Task brief ::
Pick out every line of the data below that contains the word "white" and copy each one. Case counts.

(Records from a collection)
--*--
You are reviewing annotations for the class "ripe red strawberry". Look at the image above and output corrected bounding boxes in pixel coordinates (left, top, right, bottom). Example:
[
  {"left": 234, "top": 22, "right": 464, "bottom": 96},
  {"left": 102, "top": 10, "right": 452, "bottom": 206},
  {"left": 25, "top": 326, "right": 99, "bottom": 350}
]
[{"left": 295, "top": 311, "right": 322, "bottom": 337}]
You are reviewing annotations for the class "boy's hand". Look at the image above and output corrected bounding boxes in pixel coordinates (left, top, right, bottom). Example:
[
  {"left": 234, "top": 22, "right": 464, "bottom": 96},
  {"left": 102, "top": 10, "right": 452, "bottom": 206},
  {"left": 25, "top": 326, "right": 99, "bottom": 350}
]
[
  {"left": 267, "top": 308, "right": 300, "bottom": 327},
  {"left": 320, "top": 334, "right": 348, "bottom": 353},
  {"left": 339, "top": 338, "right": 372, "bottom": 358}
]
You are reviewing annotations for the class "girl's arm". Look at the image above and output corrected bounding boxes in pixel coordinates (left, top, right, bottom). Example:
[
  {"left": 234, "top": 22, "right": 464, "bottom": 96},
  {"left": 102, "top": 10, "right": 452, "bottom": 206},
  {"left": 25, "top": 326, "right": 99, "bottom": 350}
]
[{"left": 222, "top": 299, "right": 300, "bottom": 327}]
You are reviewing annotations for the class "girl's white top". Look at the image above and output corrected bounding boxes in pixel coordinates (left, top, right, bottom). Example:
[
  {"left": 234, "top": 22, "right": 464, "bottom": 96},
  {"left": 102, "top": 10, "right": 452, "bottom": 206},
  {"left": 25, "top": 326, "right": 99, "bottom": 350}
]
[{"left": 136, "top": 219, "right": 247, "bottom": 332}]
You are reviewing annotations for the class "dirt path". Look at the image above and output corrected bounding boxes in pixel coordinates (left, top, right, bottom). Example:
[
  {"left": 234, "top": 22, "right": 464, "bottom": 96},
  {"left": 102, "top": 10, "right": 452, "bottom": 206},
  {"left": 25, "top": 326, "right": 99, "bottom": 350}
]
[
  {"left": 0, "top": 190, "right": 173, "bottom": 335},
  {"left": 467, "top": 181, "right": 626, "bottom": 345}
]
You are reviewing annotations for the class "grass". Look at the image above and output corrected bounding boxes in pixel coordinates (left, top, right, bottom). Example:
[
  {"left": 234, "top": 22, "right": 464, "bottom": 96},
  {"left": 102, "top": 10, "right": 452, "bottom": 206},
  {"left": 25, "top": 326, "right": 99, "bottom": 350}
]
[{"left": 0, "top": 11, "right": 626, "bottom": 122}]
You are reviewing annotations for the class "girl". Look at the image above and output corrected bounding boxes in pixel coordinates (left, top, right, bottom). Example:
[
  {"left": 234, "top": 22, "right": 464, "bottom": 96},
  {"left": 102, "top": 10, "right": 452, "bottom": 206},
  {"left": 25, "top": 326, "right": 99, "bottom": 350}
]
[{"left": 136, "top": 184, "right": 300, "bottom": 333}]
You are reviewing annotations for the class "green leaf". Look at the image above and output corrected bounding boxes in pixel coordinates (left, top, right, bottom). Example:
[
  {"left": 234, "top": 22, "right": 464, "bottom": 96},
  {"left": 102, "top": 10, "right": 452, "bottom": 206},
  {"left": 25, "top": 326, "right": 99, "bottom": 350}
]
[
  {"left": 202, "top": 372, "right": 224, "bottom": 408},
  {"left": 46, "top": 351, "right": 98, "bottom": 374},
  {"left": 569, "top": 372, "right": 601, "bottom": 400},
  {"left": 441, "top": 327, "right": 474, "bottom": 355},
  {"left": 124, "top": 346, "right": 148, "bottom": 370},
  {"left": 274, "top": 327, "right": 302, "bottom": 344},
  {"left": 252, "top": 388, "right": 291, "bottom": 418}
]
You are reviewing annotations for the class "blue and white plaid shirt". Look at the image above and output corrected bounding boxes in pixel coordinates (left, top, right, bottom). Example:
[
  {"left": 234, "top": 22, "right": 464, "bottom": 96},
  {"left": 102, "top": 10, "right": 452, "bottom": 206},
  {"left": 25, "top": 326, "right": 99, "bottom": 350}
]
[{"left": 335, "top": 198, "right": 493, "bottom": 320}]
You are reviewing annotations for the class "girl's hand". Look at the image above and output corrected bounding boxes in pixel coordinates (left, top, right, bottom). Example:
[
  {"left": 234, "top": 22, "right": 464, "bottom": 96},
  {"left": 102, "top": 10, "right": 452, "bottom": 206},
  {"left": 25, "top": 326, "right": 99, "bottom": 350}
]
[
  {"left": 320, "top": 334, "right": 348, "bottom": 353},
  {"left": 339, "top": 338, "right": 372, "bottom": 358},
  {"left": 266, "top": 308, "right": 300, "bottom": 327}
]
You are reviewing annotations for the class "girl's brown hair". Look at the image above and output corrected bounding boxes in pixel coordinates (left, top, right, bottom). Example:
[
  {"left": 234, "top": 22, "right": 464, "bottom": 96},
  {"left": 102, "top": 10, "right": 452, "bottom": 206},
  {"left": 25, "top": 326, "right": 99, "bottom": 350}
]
--*--
Solution to the problem ::
You are reviewing annotations for the class "girl's white top". Look at the image above and output corrected bounding boxes in pixel coordinates (left, top, right, bottom). Example:
You are reviewing annotations for the class "blue and white plaid shirt". Look at the image above and output corrected bounding boxes in pixel coordinates (left, top, right, bottom). Example:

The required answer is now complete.